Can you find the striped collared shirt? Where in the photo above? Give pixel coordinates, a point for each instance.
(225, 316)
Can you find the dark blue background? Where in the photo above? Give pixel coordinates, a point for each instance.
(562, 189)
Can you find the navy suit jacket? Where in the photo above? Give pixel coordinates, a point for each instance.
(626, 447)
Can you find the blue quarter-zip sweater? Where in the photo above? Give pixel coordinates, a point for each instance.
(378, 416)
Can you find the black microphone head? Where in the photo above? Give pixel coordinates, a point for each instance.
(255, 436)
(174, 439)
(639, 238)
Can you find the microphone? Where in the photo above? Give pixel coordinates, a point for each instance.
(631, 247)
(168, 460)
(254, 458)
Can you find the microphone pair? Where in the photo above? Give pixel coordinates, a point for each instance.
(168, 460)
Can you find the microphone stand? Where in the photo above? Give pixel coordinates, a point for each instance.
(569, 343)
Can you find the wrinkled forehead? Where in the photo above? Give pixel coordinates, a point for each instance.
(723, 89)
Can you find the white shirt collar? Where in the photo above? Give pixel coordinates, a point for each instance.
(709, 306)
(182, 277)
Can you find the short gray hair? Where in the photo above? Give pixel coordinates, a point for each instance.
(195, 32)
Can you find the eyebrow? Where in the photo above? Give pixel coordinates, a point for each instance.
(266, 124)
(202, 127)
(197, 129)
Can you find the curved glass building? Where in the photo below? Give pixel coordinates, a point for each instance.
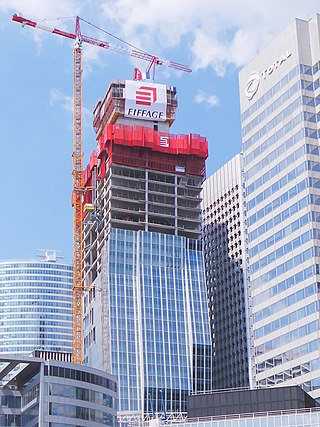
(35, 306)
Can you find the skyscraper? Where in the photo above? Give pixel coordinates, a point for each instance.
(224, 233)
(35, 306)
(145, 312)
(280, 98)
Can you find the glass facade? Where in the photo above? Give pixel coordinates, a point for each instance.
(225, 266)
(54, 393)
(281, 157)
(298, 418)
(35, 307)
(160, 347)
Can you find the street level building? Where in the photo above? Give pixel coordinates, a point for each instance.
(224, 235)
(48, 391)
(145, 312)
(280, 101)
(35, 306)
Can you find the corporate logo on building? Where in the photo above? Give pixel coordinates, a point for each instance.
(252, 85)
(147, 102)
(253, 81)
(146, 95)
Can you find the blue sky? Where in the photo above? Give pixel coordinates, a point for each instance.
(36, 86)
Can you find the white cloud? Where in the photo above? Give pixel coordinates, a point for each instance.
(41, 8)
(203, 97)
(218, 33)
(213, 34)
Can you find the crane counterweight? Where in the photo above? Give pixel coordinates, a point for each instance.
(78, 286)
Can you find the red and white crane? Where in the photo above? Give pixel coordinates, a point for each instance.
(77, 151)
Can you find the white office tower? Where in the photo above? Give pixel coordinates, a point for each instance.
(280, 107)
(35, 306)
(223, 234)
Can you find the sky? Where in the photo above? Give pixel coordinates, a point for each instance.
(215, 38)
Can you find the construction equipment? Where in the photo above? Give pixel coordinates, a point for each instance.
(78, 188)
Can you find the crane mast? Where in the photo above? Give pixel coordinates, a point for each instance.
(78, 189)
(77, 203)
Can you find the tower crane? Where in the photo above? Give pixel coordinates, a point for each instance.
(78, 188)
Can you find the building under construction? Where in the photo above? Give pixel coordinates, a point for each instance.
(145, 306)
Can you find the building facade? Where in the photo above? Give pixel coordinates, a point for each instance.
(35, 306)
(54, 393)
(146, 317)
(224, 234)
(280, 99)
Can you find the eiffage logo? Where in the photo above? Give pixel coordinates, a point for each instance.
(146, 95)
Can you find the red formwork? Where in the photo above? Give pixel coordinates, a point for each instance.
(143, 147)
(139, 136)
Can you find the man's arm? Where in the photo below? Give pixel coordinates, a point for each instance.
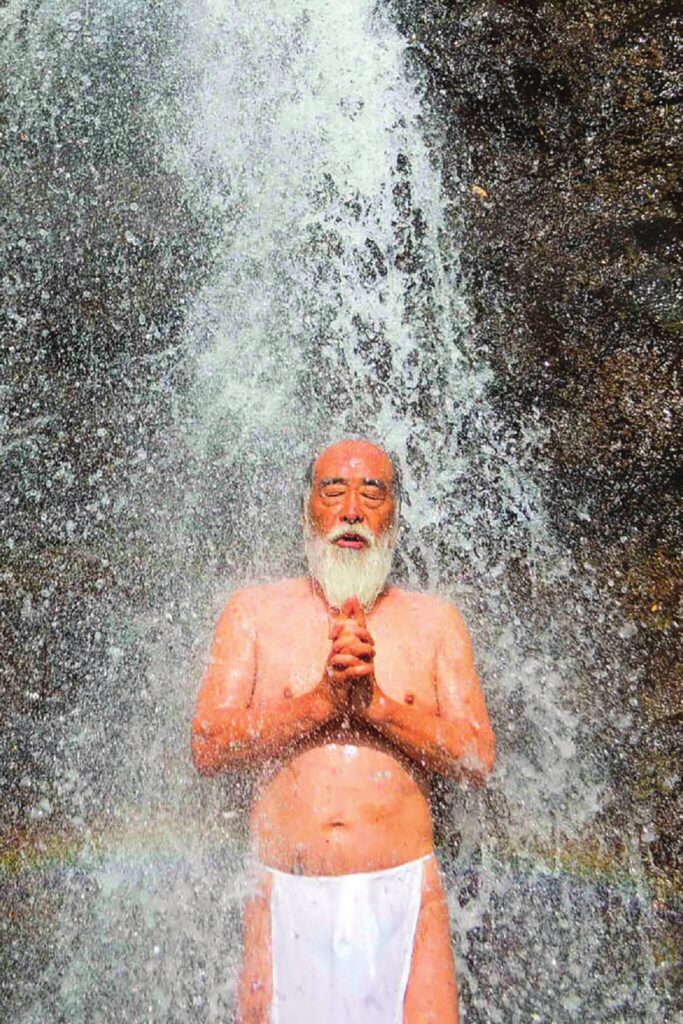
(228, 731)
(458, 740)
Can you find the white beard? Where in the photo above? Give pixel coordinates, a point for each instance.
(345, 572)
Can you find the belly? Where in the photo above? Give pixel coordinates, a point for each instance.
(339, 809)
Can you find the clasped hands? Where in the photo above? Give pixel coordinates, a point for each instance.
(350, 666)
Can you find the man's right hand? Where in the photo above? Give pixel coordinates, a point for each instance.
(352, 653)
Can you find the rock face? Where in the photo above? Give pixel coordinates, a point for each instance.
(557, 122)
(560, 123)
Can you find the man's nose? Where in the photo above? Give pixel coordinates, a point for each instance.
(351, 511)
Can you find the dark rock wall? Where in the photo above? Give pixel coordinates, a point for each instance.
(561, 126)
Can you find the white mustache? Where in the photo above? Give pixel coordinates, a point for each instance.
(357, 529)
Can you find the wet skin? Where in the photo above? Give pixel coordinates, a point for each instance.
(346, 713)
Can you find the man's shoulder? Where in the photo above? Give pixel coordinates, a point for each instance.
(433, 607)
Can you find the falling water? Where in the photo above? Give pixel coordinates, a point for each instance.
(334, 305)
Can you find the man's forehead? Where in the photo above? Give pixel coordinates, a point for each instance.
(352, 460)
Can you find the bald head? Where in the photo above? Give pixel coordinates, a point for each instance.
(353, 459)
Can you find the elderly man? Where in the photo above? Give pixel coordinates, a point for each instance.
(345, 694)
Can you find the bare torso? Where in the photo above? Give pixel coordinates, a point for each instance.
(348, 802)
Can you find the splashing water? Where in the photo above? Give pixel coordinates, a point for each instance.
(335, 305)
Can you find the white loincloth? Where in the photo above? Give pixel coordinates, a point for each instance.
(342, 945)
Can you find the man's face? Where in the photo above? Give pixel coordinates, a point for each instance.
(350, 522)
(352, 487)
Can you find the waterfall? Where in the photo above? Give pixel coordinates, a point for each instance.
(334, 305)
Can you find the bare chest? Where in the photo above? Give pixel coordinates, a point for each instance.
(292, 650)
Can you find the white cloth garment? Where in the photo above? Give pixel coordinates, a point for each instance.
(342, 945)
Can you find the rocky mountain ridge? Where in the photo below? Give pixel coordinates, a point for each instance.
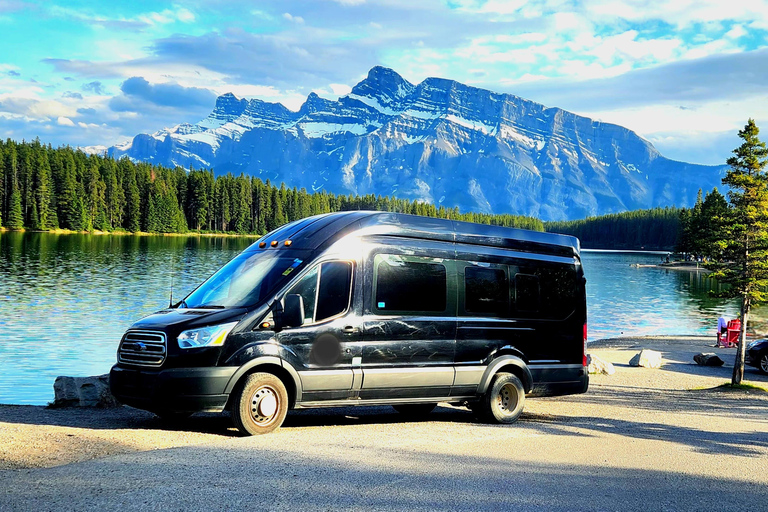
(438, 141)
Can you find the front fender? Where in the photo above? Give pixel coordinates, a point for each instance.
(499, 363)
(266, 361)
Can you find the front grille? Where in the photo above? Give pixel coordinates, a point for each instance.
(142, 348)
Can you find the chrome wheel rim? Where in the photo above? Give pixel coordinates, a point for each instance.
(506, 400)
(264, 405)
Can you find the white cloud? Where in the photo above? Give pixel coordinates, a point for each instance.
(294, 19)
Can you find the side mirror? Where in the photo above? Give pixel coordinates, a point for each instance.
(293, 313)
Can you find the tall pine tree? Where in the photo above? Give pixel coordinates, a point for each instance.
(744, 237)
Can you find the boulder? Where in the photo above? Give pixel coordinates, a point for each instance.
(647, 359)
(708, 359)
(83, 392)
(597, 365)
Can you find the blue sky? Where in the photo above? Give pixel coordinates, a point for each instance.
(685, 75)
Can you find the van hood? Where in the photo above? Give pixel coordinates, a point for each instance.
(184, 318)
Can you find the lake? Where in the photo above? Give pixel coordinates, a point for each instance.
(66, 299)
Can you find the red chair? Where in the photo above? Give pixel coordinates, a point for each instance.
(733, 332)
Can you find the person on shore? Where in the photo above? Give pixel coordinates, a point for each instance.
(722, 329)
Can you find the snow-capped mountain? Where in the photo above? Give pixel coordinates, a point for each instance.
(439, 141)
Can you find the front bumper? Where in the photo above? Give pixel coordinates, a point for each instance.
(172, 390)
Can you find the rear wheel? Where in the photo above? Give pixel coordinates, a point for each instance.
(504, 400)
(763, 364)
(261, 404)
(415, 410)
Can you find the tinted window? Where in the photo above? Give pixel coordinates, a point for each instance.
(559, 287)
(307, 288)
(486, 290)
(335, 283)
(332, 297)
(527, 292)
(409, 284)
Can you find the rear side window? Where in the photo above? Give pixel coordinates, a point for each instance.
(409, 284)
(486, 291)
(325, 290)
(527, 292)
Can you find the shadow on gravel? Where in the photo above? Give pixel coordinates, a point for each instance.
(736, 404)
(113, 419)
(212, 423)
(386, 478)
(744, 444)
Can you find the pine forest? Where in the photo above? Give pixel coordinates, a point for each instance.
(45, 188)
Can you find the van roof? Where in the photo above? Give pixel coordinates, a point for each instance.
(322, 230)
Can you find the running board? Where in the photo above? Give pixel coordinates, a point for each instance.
(349, 402)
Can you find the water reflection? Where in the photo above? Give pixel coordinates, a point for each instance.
(627, 300)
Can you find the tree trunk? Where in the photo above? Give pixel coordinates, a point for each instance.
(741, 348)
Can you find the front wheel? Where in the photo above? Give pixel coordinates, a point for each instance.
(763, 364)
(504, 400)
(261, 404)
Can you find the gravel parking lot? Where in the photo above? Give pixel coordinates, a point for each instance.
(641, 439)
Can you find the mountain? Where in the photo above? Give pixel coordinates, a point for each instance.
(438, 141)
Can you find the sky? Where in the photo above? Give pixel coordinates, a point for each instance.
(686, 75)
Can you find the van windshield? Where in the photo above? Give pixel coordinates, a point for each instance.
(245, 281)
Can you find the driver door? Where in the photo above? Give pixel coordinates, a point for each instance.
(327, 343)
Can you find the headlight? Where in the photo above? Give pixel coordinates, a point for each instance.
(211, 336)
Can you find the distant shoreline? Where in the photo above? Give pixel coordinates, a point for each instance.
(129, 233)
(642, 251)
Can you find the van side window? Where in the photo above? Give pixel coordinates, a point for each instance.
(486, 291)
(409, 284)
(527, 292)
(332, 295)
(335, 285)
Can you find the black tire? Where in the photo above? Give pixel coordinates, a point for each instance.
(415, 410)
(260, 404)
(762, 363)
(504, 400)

———

**TASK PROMPT:**
Starting with the line that contains "Can you find the driver", return each line through the last one of the data above, exactly as written and nothing more.

**WRITTEN RESPONSE:**
Can you find the driver door? Where in the photo above? Give pixel coordinates, a point for each instance.
(327, 343)
Can you find the headlight? Where in the photo above? Give pixel coordinates, a point for each instance.
(211, 336)
Can you find the distant shoreline? Where in the photo above? Give pixel coordinates, a point for each instance.
(129, 233)
(642, 251)
Can you find the van side window? Where in the photo above? Give pixel coordinates, a point for each instance.
(486, 291)
(409, 284)
(527, 292)
(332, 295)
(335, 285)
Can you find the black tire? Where in the photo above? Give pixel coordinates, a point for each instance.
(415, 410)
(260, 404)
(762, 363)
(504, 400)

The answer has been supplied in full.